▶ [EXCERPT PROVIDED]:
┌──

4.1 Orchestration Overview - DE Specialization Notes

4.1.1 Introduction to Orchestration

Orchestration is what turns a collection of scripts into a reliable, observable data pipeline. This section traces its evolution from cron jobs to modern workflow engines.

Before Orchestration

Before dedicated orchestration tools, engineers relied on cron — a CLI utility from the 1970s that executes commands at specified dates and times. A cron expression uses five fields to define a schedule:

# ┌───────────── minute (0-59)
# │ ┌───────────── hour (0-23)
# │ │ ┌───────────── day of month (1-31)
# │ │ │ ┌───────────── month (1-12)
# │ │ │ │ ┌───────────── day of week (0-6, Sunday=0)
# │ │ │ │ │
# * * * * *  command

  0 0 1 1 *  echo "Happy New Year"   # runs every Jan 1st at midnight

In a real data pipeline, cron jobs schedule each step independently with hardcoded time offsets:

# ingest from REST API -- every night at midnight
0 0 * * *  python ingest_from_rest_api.py

# ingest from database -- every night at midnight
0 0 * * *  python ingest_from_database.py

# transform API data -- 1 AM (assumes ingestion is done by then)
0 1 * * *  python transform_api_data.py

# combine API and database data -- 2 AM (assumes transform is done)
0 2 * * *  python combine_api_and_database.py

# load into data warehouse -- 3 AM (assumes combine is done)

└──

▶ [WHAT IS NEEDED]:
Repeat the passage of the orchestration notes from "# transform API" up to and including "combine is done)", word for word.

▶ [DATA SHOWN]:
┌──

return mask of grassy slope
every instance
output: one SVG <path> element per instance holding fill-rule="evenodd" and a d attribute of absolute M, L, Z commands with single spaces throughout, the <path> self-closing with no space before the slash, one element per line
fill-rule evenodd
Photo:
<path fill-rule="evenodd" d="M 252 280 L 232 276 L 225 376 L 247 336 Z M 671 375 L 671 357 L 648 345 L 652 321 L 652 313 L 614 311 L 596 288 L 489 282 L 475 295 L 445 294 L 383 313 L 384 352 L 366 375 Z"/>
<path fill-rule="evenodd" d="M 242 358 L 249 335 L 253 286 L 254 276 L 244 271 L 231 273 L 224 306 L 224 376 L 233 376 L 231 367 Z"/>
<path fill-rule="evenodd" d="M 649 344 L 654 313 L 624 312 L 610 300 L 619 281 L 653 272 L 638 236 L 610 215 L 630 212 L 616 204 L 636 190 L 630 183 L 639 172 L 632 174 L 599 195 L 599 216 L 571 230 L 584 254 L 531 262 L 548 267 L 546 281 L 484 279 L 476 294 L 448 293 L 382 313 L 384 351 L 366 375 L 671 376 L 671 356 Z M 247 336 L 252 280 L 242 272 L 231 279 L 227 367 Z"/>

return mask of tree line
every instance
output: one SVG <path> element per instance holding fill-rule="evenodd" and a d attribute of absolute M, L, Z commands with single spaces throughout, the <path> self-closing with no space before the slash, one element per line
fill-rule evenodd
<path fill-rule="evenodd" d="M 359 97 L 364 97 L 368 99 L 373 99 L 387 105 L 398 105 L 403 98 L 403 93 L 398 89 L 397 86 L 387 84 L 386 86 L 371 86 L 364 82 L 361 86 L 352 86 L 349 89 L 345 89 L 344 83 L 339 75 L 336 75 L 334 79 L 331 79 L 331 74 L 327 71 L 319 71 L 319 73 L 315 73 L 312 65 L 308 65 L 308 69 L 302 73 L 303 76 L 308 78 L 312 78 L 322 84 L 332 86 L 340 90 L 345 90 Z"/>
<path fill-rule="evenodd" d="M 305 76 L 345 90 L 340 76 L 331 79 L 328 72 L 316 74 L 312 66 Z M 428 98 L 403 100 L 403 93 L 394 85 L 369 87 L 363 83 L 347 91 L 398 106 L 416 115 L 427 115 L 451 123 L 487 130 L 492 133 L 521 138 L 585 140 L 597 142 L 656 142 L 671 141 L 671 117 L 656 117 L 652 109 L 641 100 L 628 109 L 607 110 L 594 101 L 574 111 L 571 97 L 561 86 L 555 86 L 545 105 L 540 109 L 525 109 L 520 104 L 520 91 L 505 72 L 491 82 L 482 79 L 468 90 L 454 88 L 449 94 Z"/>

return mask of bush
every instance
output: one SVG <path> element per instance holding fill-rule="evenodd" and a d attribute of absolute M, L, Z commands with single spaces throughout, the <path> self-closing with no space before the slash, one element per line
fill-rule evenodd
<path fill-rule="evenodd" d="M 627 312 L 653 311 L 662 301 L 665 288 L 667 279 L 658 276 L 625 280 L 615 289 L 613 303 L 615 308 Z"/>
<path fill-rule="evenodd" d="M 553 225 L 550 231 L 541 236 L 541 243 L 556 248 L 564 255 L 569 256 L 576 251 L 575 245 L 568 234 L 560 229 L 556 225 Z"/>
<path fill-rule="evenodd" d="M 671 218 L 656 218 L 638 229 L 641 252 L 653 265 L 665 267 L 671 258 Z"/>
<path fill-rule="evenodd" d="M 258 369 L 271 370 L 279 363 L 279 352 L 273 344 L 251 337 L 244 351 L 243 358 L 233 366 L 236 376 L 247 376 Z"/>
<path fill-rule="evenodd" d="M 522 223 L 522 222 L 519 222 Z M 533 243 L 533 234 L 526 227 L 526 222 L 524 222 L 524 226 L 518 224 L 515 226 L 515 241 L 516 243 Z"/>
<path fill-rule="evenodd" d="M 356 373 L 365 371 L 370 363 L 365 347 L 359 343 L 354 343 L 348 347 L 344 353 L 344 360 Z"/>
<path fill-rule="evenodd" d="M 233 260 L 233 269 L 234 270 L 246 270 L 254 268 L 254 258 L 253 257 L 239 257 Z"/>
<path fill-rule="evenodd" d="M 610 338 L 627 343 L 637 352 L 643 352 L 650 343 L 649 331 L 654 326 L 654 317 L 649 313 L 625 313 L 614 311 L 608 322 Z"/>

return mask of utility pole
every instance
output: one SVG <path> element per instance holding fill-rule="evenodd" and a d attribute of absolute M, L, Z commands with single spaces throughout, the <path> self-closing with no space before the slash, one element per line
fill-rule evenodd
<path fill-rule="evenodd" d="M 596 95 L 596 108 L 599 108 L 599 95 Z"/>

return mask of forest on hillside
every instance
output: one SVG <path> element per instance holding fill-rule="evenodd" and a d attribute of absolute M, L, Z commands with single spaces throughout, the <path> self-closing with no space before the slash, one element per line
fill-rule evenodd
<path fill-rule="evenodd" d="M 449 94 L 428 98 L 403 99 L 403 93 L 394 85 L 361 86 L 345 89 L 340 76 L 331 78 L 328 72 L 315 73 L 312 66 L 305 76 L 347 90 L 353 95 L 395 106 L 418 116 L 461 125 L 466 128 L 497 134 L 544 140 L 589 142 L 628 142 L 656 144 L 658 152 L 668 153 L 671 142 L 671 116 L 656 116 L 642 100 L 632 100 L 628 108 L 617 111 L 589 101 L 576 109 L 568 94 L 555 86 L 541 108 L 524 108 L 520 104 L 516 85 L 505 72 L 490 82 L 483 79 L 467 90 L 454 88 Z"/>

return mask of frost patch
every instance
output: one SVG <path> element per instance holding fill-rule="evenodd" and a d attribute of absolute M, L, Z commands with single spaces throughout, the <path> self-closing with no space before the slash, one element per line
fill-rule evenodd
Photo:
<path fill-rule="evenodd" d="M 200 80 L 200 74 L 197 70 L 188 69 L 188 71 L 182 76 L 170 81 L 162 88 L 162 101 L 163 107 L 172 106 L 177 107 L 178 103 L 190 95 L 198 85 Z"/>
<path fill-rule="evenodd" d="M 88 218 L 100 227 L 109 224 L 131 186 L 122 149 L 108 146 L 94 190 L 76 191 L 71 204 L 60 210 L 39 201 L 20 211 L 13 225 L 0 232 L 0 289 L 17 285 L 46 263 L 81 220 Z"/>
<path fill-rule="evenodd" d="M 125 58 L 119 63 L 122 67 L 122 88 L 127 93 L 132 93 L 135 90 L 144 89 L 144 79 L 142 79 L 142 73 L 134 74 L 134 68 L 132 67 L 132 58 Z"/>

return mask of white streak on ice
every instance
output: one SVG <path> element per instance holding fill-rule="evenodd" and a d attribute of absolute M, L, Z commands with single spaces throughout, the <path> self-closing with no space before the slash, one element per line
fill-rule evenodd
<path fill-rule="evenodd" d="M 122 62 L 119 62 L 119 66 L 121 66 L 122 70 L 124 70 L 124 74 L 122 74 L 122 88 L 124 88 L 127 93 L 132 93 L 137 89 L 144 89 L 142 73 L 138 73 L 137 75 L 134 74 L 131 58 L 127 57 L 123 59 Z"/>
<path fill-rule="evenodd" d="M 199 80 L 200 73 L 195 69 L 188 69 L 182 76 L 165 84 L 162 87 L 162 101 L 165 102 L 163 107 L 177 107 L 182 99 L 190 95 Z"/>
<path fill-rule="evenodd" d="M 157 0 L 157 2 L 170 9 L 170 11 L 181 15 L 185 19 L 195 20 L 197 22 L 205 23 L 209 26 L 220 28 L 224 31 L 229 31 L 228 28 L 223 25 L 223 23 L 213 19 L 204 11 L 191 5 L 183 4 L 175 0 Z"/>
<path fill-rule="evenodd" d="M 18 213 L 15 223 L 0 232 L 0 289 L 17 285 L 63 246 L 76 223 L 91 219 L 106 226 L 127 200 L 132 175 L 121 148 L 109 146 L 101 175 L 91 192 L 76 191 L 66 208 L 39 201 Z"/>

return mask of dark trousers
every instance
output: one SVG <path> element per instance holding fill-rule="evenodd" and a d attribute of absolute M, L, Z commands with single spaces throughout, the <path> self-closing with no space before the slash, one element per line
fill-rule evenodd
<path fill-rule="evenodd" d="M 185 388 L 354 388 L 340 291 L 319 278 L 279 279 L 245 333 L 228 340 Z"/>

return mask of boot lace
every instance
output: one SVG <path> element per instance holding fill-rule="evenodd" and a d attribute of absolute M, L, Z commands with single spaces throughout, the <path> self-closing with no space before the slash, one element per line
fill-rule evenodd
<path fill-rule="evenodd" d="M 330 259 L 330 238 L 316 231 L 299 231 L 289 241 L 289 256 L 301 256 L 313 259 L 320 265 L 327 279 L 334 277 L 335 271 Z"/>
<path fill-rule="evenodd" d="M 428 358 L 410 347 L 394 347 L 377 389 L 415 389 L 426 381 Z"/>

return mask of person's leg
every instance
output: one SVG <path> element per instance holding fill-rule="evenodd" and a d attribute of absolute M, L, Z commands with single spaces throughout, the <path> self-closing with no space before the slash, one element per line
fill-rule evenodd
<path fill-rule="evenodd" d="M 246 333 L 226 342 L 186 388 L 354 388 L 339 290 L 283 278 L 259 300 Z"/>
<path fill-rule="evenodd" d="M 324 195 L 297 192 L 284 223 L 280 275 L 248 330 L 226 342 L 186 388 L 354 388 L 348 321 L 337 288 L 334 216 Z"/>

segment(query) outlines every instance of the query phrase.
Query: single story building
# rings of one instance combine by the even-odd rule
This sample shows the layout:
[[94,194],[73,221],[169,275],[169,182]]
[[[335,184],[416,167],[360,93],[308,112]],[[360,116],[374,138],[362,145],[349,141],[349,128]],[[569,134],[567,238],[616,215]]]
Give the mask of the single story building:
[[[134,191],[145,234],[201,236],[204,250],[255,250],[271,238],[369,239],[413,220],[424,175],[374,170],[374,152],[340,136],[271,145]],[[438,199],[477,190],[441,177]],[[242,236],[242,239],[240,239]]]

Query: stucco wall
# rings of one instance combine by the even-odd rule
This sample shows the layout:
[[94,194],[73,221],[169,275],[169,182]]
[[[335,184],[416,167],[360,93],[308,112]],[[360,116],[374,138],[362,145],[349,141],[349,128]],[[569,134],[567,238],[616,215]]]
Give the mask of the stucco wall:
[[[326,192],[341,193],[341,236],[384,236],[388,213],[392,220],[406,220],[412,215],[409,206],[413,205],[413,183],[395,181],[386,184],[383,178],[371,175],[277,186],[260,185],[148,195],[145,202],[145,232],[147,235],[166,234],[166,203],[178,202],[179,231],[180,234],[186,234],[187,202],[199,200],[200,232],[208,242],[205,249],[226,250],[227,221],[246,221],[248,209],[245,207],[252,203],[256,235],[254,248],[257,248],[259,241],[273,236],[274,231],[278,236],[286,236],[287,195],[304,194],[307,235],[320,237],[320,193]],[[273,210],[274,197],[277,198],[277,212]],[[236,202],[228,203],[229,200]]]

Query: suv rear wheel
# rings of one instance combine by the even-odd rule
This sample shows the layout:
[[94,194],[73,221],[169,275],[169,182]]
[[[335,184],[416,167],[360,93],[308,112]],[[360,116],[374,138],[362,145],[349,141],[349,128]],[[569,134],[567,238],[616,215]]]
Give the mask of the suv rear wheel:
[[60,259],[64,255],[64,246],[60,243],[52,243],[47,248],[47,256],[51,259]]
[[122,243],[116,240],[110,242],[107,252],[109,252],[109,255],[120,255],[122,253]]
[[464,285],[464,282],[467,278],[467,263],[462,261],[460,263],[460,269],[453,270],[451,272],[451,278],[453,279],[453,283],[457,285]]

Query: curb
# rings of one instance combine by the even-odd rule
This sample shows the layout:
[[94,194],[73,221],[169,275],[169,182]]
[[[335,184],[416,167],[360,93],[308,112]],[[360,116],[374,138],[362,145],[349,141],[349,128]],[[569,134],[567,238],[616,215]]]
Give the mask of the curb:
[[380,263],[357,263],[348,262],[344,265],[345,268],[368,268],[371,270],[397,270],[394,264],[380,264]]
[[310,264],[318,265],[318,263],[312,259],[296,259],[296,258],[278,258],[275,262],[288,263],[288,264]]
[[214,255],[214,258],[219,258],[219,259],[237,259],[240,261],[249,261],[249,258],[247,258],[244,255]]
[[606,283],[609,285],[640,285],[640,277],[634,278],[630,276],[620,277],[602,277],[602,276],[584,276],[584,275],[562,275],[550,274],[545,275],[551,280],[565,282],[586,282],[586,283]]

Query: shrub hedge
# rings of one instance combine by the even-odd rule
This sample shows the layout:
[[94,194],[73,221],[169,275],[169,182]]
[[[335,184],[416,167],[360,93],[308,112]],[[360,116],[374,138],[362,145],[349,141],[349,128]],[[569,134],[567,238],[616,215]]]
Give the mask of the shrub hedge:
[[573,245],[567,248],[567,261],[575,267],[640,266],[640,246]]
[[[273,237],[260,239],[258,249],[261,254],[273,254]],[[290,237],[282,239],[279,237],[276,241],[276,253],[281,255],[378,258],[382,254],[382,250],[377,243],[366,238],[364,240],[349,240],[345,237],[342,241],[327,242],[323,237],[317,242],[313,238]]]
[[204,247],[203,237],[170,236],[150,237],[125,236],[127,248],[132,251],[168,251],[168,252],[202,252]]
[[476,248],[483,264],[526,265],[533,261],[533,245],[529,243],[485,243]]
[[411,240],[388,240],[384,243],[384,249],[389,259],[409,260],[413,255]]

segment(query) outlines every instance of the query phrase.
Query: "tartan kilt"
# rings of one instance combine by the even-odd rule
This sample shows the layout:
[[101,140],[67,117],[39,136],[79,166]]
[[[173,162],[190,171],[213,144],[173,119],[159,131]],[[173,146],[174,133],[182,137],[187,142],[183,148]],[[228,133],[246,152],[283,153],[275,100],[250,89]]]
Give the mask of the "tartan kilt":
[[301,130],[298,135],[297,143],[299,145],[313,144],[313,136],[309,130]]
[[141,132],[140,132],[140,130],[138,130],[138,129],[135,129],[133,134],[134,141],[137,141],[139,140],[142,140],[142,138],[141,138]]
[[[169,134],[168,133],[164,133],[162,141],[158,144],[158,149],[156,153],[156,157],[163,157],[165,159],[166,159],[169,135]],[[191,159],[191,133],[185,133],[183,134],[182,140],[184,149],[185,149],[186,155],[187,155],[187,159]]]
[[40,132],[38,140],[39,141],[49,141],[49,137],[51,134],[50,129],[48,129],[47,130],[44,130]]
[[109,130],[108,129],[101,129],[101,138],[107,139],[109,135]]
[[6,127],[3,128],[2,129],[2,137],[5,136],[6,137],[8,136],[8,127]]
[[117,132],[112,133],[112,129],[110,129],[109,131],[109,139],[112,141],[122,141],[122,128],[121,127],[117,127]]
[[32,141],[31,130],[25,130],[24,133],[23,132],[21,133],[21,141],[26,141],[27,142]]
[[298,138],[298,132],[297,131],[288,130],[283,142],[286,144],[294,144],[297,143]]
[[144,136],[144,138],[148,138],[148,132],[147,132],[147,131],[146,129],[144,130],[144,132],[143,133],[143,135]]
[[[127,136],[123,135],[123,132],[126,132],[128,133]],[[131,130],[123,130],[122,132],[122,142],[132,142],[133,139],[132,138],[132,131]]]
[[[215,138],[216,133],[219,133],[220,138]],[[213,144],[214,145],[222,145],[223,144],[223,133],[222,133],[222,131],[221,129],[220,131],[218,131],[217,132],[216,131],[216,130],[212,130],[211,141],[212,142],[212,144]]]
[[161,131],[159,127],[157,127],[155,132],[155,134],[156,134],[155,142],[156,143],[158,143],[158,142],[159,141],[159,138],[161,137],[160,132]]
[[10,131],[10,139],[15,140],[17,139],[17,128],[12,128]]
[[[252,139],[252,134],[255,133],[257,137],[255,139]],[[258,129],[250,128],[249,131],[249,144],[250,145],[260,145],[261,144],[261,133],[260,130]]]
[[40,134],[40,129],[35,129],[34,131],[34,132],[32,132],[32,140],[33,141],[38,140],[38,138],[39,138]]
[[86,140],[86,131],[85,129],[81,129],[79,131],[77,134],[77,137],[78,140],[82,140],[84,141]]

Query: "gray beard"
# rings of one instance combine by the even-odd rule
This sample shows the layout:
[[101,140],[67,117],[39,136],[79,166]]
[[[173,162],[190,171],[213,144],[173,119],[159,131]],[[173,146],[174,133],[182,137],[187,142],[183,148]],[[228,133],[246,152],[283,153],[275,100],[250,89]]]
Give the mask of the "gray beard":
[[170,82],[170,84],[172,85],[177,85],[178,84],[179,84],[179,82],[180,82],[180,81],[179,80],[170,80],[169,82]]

└──

▶ [RESPONSE]:
# transform API data -- 1 AM (assumes ingestion is done by then)
0 1 * * *  python transform_api_data.py

# combine API and database data -- 2 AM (assumes transform is done)
0 2 * * *  python combine_api_and_database.py

# load into data warehouse -- 3 AM (assumes combine is done)